▸ **The task**: Output every entry exactly, from the first line to the last.

** Begin Data shown **

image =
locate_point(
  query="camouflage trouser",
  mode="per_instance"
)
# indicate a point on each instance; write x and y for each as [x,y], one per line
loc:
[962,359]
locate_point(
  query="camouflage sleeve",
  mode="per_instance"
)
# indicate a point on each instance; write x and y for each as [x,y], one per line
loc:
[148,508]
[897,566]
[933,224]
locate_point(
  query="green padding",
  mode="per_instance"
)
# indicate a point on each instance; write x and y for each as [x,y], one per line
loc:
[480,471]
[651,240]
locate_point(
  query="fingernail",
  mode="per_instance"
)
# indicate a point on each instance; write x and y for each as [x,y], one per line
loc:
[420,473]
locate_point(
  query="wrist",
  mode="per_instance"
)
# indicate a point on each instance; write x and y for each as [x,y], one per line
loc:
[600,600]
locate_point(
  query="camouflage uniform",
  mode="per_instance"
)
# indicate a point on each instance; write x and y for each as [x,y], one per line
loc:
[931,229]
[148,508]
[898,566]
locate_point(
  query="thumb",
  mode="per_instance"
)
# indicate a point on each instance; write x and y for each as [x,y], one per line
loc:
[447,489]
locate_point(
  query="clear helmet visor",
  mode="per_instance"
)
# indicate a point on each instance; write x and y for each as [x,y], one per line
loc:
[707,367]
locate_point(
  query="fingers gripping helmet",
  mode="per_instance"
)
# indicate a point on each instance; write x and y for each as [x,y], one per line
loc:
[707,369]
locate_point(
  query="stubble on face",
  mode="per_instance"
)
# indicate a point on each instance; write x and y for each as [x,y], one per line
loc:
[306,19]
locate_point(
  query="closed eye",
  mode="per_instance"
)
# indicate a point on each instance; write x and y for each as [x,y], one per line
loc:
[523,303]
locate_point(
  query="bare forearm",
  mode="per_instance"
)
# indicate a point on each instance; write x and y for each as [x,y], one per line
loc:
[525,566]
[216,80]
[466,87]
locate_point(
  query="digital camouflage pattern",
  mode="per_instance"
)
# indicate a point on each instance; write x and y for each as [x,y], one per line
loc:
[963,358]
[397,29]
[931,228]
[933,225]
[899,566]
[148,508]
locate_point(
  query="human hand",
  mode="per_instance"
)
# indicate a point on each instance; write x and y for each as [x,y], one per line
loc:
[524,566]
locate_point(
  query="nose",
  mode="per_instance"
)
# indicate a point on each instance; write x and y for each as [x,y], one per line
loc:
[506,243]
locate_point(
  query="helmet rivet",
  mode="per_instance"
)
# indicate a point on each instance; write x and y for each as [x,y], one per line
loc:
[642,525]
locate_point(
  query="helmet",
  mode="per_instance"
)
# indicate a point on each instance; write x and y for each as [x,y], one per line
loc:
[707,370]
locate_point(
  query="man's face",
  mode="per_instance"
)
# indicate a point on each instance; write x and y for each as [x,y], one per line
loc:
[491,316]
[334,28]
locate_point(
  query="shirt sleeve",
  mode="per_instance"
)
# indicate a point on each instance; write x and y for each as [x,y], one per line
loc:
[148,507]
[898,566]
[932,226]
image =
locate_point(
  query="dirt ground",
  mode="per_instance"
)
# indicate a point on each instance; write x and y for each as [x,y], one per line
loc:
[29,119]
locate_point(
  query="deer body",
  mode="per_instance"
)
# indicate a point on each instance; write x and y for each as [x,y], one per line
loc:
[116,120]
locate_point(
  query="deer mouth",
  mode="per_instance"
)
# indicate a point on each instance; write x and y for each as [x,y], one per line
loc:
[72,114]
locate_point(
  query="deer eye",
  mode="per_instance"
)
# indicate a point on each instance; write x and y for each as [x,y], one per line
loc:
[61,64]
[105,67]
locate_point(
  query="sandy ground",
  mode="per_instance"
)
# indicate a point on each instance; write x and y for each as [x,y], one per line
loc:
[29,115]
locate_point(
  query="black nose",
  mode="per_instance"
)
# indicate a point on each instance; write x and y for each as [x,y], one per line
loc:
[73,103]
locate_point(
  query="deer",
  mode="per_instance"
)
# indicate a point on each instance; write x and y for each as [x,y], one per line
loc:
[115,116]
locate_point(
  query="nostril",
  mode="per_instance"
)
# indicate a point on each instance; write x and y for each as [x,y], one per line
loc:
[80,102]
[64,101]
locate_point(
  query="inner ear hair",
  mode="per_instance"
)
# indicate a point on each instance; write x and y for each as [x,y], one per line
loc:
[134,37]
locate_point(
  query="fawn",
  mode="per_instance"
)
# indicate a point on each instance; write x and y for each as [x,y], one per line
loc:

** End Data shown **

▸ **Written answer**:
image =
locate_point(
  query="camouflage trouser",
  mode="per_instance"
)
# indicate a point on each instance; write x and y for each as [x,y], one per line
loc:
[962,359]
locate_point(
  query="camouflage sleeve",
  mode="per_instance"
)
# indicate a point on each instance; write x and y for each as [x,y], one per line
loc:
[148,508]
[897,566]
[933,224]
locate_point(
  query="green padding",
  mode="per_instance"
)
# indicate a point on each instance; write x and y for each as [x,y], one per line
loc:
[480,471]
[651,240]
locate_point(
  query="fingernail",
  mode="per_instance"
)
# indicate a point on each instance; write x and y for each as [x,y], one per line
loc:
[420,473]
locate_point(
  query="wrist",
  mode="per_instance"
)
# indicate a point on each instance; write x and y for each as [x,y], one per line
loc:
[600,600]
locate_point(
  query="camouflage uniform",
  mode="per_instance"
)
# indicate a point on each instance; write x and y for each as [x,y], one per line
loc:
[931,229]
[148,508]
[898,566]
locate_point(
  query="thumb",
  mode="per_instance"
)
# indicate a point on each instance; write x and y for each as [x,y], one per line
loc:
[447,489]
locate_point(
  query="clear helmet visor",
  mode="per_instance"
)
# indicate a point on each instance; write x and y for each as [x,y], one per line
loc:
[707,367]
locate_point(
  query="fingers gripping helmet",
  mode="per_instance"
)
# indicate a point on each instance; write x and y for each as [x,y], one per line
loc:
[707,369]
locate_point(
  query="stubble on face",
  mode="per_instance"
)
# indicate a point on each instance; write x and y for each as [x,y], one per line
loc:
[306,19]
locate_point(
  query="closed eye",
  mode="per_instance"
)
# indicate a point on each instance; write x and y for each as [x,y], one per line
loc:
[523,303]
locate_point(
  query="bare forearm",
  mode="per_instance"
)
# indicate a point on each instance; write x and y for each as [x,y], one per line
loc:
[525,566]
[216,80]
[466,87]
locate_point(
  query="digital camouflage pattern",
  mode="per_instance"
)
# indicate a point on each instance; write x and y for each as [x,y], one per line
loc:
[963,358]
[397,29]
[931,228]
[933,225]
[899,566]
[148,508]
locate_point(
  query="human hand",
  mode="per_instance"
)
# indicate a point on each instance; write x and y for each as [x,y], one per line
loc:
[524,566]
locate_point(
  query="nose",
  mode="per_instance"
)
# indicate a point on each instance; write x and y for each as [x,y], one per line
loc:
[506,243]
locate_point(
  query="helmet rivet",
  mode="per_instance"
)
# indicate a point on each instance; write x and y for each as [x,y], one per line
loc:
[642,525]
locate_point(
  query="helmet",
  mode="per_instance"
)
# indicate a point on each instance; write x and y for each as [x,y], one per line
loc:
[707,370]
locate_point(
  query="man's face",
  mode="per_instance"
)
# indicate a point on each instance; write x and y for each as [x,y], one per line
loc:
[491,316]
[334,28]
locate_point(
  query="shirt sleeve",
  mode="per_instance"
)
# indicate a point on each instance; write x and y for each as [x,y], one per line
loc:
[148,507]
[898,566]
[932,226]
image =
locate_point(
  query="dirt ground",
  mode="per_instance"
)
# indicate a point on each instance; write x and y for each as [x,y], one per line
loc:
[29,119]
locate_point(
  query="deer body",
  mode="per_instance"
)
# indicate a point on each instance; write x and y for each as [x,y], one per line
loc:
[116,120]
locate_point(
  query="deer mouth",
  mode="per_instance"
)
# indicate a point on each instance; write x and y for each as [x,y], one per line
loc:
[72,114]
locate_point(
  query="deer eye",
  mode="per_instance"
)
# indicate a point on each instance; write x and y for each as [x,y], one per line
loc:
[61,64]
[105,67]
locate_point(
  query="sandy ground",
  mode="per_instance"
)
# indicate a point on each instance; write x and y for each as [x,y], one per line
loc:
[29,115]
locate_point(
  query="black nose",
  mode="per_instance"
)
# indicate a point on each instance; write x and y for each as [x,y], one per line
loc:
[73,103]
locate_point(
  query="deer",
  mode="per_instance"
)
# indicate a point on each instance; write x and y for each as [x,y], one per line
loc:
[115,116]
locate_point(
  query="nostril",
  mode="per_instance"
)
# indicate a point on each instance; write x and y for each as [x,y], one per line
loc:
[80,102]
[64,101]
locate_point(
  query="inner ear hair",
  mode="per_instance"
)
# indicate a point on each instance; write x and y for each as [x,y], one per line
loc:
[134,37]
locate_point(
  query="fawn",
  mode="per_instance"
)
# indicate a point on each instance; write x and y for each as [x,y], one per line
loc:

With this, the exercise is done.